— begin Reading text —

Many fiction writers will recognize this blessed state when, as Hemingway said, "the book was writing itself."
Kandel, who had abandoned a top-of-the-heap Hollywood job as head of worldwide publicity for Warner Bros., thought she'd died and gone to heaven — a heaven in which she was privileged not just to create the sort of world she had so enjoyed as a bookish young girl, but one where, as a mature woman, she found herself setting to rest childhood issues.
The book that resulted, part one of a planned three-part series, is "The Scarlet Stockings, The Enchanted Riddle," a young adult novel that was snapped up by Dutton Children's Books and which is expected to make a splash next holiday season (if it waits that long).
With a delightful pink-on-pink cover touched with gilt, a plot blending magic and mystery, about a young orphan girl who longs to be a ballerina (but whose needs go much deeper), and an elusive riddle that pushes the action of the book forward, it's likely to draw in many a young person.
Even Kandel, who will visit Hawai'i this weekend, has been surprised at how wide a net Daphne and her magic stockings can cast. Just last week, she was invited to give a reading in inner-city San Diego. She expected an audience of 9- to 12-year-olds. Instead, she got tattooed, tough-looking urban teens and pre-teens, bused in from a government-run special school for homeless and troubled youth. The boy in the front row, who topped her by several inches, wore a T-shirt that said, "I would rather chew on barbed wire than listen to you."
"My knees were knocking," said Kandel, who, even after many years in America speaks the soft, cultured accent of her British childhood. "But I started talking to them about the book as both an interior and exterior study of a character. She is lonely. She can't love. She can't trust. She has absolutely no self-confidence — all this dating back to my own childhood, let it be said. ... And the rest is proverbial history. There was not a movement, not a sound once I began to read. And they got it. And it was those huge, scary boys that asked the most questions. That that should happen means so much to me."

— end Reading text —

## Written problem
Please transcribe the part of the passage about Kandel's novel starting with "The book that" and going on through "waits that long).".

— begin Information supplied —

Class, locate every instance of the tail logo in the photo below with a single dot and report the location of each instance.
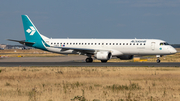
(31, 30)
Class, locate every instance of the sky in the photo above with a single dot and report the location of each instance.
(109, 19)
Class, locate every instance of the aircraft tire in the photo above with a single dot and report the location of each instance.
(103, 61)
(89, 60)
(158, 61)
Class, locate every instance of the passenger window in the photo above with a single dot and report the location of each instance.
(161, 43)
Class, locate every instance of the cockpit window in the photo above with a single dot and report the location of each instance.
(164, 43)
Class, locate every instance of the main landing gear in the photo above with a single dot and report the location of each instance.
(158, 60)
(89, 60)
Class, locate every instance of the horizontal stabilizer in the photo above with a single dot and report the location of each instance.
(21, 42)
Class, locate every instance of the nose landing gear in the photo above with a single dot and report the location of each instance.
(158, 58)
(89, 60)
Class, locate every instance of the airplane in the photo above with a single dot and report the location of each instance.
(100, 49)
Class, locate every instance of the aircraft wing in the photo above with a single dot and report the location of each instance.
(82, 50)
(21, 42)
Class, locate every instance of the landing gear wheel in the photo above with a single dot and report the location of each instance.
(89, 60)
(158, 61)
(103, 61)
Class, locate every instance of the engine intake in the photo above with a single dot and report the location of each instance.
(104, 55)
(125, 57)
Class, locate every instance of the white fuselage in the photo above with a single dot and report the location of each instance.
(116, 46)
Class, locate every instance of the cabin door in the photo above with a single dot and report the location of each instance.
(153, 45)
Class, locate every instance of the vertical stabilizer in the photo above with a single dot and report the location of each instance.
(31, 32)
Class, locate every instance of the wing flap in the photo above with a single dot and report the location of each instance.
(21, 41)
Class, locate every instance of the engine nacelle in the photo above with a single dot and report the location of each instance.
(104, 55)
(125, 57)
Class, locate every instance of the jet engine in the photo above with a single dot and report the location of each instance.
(103, 55)
(125, 57)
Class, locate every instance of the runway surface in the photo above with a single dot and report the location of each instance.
(82, 64)
(74, 61)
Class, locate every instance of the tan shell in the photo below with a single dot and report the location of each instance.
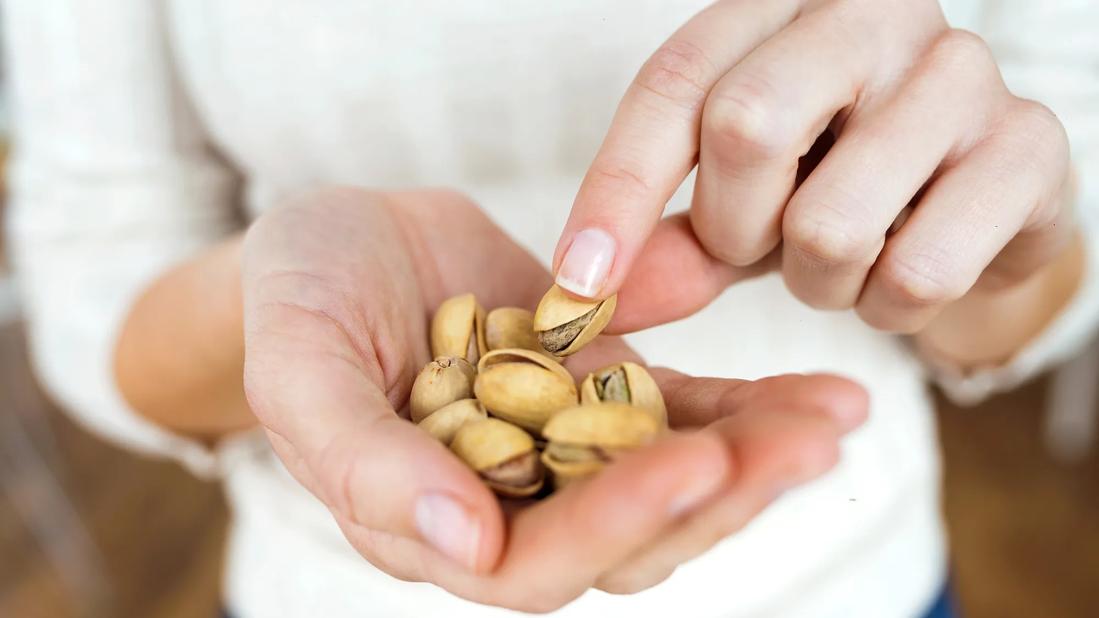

— end Information supplied —

## Expected answer
The book that resulted, part one of a planned three-part series, is "The Scarlet Stockings, The Enchanted Riddle," a young adult novel that was snapped up by Dutton Children's Books and which is expected to make a splash next holiday season (if it waits that long).